- Your tasks
1: In the creativity prompt, what object is this week's focus?
2: Reproduce everything from "The ruler makes" down to "it to ourselves." in the creativity prompt.

Ruling Class
A prompt to encourage your practice of creativity this week from Riversider and local author Larry Burns.
A prompt to encourage your practice of creativity this week from Riversider and local author Larry Burns.
Welcome back, you can-do creatives! Last week we gave a recycling reprieve to an aluminum can with some innovative reuse ideas. Did you build a lightweight windchime, stack a wobbly pyramid taller than you are, or start a new backyard bowling league? However you popped the tab on creative possibility, I hope it reminded you that an empty container is a great place to put a new idea.
This week, we move from an object that holds liquid to an object that holds the line: the ruler.
The ruler makes a great nudge because it is already halfway between tool and metaphor. It measures. It marks. It draws straight lines. It helps us compare one thing to another, which is useful until we start doing it to ourselves.

- Data
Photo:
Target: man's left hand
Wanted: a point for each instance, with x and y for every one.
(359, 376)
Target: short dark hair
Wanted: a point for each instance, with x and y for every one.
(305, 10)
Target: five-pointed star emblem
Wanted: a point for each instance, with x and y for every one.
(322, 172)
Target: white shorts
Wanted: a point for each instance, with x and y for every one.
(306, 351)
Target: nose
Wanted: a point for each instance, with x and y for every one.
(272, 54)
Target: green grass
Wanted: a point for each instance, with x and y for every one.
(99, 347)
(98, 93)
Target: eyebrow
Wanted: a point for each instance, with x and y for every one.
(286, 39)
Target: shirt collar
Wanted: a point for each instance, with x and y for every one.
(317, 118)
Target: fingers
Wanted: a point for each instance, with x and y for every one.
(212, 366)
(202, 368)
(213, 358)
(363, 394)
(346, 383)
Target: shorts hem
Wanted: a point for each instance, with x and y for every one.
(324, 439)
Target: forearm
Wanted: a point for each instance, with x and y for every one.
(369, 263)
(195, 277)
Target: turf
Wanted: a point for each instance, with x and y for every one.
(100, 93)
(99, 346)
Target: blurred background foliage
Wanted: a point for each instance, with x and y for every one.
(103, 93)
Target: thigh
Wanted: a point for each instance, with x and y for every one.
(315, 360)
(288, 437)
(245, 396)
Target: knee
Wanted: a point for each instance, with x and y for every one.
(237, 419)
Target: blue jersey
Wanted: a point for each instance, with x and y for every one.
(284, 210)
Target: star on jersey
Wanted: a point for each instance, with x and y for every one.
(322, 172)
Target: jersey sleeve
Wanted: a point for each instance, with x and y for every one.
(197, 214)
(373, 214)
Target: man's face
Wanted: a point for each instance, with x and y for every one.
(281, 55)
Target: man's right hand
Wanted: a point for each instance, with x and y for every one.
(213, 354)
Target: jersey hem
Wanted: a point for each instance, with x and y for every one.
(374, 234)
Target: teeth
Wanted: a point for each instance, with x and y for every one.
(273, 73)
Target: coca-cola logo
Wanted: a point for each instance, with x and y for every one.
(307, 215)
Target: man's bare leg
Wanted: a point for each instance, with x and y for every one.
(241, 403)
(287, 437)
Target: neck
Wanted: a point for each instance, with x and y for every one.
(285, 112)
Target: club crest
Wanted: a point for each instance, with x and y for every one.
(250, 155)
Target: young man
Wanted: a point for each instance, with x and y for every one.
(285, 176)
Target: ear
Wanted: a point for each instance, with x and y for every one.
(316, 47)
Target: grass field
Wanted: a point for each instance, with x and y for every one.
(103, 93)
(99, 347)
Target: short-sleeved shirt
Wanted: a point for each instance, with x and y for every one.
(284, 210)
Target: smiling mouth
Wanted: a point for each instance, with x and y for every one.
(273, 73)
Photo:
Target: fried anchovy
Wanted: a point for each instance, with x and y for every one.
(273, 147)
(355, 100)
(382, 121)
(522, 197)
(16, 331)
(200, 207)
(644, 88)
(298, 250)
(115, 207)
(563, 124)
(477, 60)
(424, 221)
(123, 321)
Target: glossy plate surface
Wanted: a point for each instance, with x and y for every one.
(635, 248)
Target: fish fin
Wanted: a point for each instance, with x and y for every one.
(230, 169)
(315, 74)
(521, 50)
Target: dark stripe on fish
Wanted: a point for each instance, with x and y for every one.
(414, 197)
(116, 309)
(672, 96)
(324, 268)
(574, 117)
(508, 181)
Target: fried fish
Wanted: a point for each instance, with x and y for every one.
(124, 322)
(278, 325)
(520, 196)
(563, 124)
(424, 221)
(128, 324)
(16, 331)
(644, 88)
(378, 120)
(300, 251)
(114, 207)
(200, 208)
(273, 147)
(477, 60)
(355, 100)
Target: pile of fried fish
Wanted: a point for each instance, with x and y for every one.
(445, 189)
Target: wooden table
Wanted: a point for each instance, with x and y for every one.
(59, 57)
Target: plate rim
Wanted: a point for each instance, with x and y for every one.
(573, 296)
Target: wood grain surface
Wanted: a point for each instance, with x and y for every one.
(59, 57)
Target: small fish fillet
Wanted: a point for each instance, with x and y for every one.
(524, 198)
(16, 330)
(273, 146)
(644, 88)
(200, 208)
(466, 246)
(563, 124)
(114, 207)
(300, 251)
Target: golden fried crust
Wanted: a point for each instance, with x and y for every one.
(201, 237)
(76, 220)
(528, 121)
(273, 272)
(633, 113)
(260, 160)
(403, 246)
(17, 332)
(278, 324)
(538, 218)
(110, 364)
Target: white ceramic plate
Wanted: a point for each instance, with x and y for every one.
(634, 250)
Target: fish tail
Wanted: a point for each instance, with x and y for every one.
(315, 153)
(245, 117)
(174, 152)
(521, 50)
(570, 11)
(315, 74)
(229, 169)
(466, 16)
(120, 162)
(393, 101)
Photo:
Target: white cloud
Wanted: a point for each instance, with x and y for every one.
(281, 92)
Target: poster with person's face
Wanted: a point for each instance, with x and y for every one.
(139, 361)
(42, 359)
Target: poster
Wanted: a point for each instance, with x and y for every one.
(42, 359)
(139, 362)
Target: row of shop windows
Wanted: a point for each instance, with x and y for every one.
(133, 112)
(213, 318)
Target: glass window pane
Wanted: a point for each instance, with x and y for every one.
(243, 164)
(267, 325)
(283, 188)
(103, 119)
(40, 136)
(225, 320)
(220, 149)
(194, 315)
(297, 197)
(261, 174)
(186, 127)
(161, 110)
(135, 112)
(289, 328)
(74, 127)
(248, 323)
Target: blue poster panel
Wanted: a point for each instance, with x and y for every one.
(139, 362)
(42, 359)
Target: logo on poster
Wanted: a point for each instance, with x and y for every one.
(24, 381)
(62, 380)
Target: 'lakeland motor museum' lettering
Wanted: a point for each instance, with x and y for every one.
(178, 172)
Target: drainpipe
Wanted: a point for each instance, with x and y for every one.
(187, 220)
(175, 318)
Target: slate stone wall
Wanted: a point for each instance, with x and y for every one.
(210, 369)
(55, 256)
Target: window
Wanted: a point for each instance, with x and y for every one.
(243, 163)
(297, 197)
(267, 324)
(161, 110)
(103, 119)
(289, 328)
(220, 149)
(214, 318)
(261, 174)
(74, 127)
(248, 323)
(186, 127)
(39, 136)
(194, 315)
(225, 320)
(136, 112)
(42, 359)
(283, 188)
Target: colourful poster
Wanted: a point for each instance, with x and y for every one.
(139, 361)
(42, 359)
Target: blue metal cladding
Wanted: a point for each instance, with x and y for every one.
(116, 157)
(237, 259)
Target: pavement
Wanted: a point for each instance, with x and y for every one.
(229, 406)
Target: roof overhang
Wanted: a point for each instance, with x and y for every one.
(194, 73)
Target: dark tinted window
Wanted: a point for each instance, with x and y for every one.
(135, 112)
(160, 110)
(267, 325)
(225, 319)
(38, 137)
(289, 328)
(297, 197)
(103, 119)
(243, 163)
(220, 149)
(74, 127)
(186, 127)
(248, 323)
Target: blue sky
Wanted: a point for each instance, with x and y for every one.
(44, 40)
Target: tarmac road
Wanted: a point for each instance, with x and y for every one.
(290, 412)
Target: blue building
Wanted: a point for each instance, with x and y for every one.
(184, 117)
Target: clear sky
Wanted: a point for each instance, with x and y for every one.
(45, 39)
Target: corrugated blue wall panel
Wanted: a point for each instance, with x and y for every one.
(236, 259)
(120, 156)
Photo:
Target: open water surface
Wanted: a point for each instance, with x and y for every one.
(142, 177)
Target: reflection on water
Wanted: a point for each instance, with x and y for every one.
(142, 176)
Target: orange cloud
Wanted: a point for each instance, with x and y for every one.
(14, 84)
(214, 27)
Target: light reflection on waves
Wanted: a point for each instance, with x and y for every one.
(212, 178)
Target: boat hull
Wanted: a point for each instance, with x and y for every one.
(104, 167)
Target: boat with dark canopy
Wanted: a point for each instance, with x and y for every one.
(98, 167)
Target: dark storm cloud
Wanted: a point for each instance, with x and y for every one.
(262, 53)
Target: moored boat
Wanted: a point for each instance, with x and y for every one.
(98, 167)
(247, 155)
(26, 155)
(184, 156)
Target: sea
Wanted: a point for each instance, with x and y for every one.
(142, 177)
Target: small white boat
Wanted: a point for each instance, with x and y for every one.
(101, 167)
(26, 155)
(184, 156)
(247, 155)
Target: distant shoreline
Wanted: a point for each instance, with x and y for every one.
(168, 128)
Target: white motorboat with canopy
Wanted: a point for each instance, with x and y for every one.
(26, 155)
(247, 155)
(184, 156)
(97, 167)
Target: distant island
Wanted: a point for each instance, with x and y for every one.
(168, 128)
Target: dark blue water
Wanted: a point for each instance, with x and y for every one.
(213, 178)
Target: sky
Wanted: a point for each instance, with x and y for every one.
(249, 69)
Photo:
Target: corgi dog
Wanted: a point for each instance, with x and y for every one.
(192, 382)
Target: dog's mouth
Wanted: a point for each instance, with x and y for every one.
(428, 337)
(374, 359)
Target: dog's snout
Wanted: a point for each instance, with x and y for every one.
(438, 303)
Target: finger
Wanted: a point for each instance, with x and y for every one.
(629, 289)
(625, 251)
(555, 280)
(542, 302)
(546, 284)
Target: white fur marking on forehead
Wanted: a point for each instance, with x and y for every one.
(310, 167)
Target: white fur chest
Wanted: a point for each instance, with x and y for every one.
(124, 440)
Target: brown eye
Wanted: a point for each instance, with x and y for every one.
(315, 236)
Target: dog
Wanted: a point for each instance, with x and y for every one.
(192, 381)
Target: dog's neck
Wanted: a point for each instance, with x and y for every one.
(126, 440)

- Problem solutions
1: The ruler.

2:
The ruler makes a great nudge because it is already halfway between tool and metaphor. It measures. It marks. It draws straight lines. It helps us compare one thing to another, which is useful until we start doing it to ourselves.